◆ **STATED EXERCISE**
Copy the lines from the one containing "Q: What is the bounding box of the metal" through the one containing "[85,161,175,209]", inclusive, and swap "metal" for "steel" wherever it occurs, keeping everything else the same.

#### DATA TO USE

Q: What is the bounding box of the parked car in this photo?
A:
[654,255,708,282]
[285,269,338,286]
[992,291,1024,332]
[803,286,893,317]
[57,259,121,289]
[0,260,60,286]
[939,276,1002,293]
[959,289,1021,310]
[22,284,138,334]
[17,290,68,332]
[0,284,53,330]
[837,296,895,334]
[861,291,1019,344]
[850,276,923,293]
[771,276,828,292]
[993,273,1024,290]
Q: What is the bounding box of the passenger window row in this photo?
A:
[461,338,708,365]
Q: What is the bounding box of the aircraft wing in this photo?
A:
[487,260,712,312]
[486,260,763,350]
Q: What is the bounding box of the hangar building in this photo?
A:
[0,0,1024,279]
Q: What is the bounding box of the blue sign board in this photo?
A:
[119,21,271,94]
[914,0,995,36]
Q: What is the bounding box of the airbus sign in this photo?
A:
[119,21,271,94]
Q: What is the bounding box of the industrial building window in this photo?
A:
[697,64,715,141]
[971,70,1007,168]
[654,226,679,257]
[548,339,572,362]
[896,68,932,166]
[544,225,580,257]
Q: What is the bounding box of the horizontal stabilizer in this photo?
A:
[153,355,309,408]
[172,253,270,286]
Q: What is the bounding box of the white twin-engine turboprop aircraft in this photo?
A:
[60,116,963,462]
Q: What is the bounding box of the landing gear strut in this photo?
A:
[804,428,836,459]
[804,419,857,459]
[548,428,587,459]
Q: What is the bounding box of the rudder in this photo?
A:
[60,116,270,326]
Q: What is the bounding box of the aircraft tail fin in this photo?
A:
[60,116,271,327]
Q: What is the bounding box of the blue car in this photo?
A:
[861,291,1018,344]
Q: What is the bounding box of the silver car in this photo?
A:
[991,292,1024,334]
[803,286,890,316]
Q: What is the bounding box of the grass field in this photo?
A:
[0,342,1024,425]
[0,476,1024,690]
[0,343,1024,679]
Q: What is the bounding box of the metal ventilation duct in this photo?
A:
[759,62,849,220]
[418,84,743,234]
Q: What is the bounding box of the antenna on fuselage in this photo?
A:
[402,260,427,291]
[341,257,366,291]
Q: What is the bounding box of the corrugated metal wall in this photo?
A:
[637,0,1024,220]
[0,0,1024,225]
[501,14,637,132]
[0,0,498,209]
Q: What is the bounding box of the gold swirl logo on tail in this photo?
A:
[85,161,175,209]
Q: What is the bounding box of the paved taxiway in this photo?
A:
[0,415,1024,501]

########
#### DATA TO USE

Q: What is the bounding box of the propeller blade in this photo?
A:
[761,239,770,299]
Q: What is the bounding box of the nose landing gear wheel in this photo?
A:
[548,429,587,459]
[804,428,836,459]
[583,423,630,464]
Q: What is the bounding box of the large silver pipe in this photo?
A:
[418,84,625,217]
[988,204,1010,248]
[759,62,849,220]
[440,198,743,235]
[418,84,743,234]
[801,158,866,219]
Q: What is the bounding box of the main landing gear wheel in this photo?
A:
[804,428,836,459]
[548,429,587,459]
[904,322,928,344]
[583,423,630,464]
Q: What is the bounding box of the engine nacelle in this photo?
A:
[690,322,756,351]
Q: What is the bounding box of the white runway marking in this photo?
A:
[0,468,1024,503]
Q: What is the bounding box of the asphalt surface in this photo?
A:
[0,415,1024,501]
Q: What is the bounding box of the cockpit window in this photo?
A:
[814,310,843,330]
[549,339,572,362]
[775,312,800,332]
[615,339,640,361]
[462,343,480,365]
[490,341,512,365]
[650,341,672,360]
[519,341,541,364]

########
#### DATA TO USE

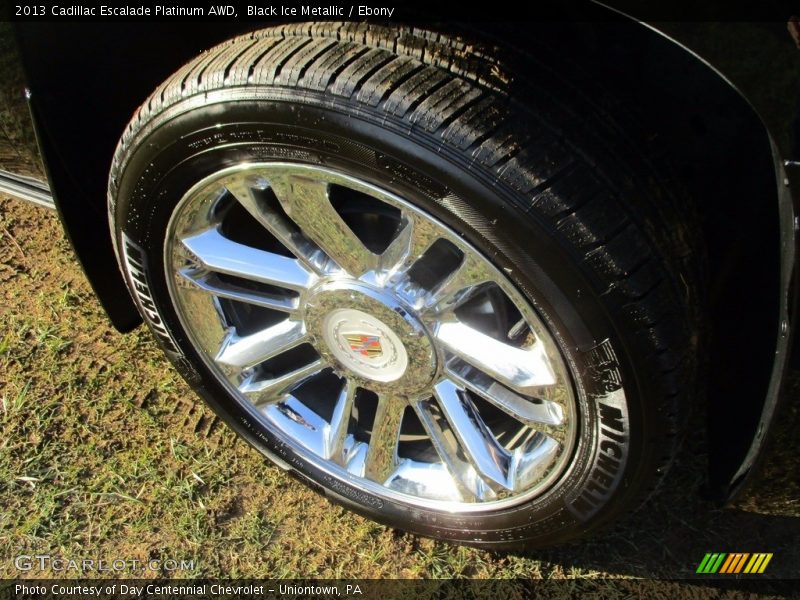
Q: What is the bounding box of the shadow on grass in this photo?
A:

########

◆ **RESPONSE**
Q: What is the bounding box of the steel ventilation duct in this photo?
A:
[759,62,849,220]
[418,84,743,234]
Q: What is the bounding box of the antenna on fuselage in this photo?
A:
[402,260,427,291]
[341,257,366,291]
Q: What is the bounding box of the corrugated steel wall in this photo?
A:
[637,0,1024,220]
[0,0,1024,225]
[501,14,637,132]
[0,0,498,209]
Q: What is the bounding box of the gold swirl logo on tail in this photo?
A:
[85,161,175,209]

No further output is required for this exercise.